Make an exact copy of the data below, leaving out every picture.

> [DATA UNDER STUDY]:
· · · · · · ·

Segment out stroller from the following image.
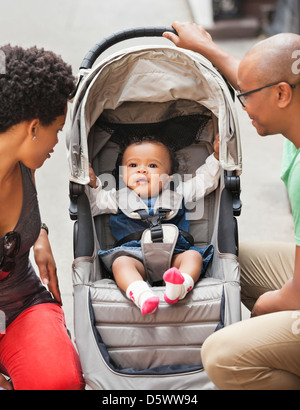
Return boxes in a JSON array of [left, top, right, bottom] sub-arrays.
[[67, 27, 242, 390]]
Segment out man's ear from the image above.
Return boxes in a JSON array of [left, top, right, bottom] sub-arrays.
[[277, 82, 293, 108]]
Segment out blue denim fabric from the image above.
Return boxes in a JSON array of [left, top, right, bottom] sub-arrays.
[[99, 199, 214, 276], [110, 199, 189, 244]]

· · · · · · ·

> [ANSWER BELOW]:
Segment out stroller from the following image.
Return boxes in a JSON array of [left, top, right, bottom] sub-arrays.
[[67, 27, 242, 390]]
Segment out man's ear from the image above.
Return boxes in a JSON array of [left, top, right, bottom] sub-arrays.
[[277, 82, 293, 108]]
Segment out blue denim fabric from the image above.
Return boxes in a JSON array of [left, top, right, bottom] sub-arrays.
[[99, 199, 214, 276], [110, 199, 189, 244]]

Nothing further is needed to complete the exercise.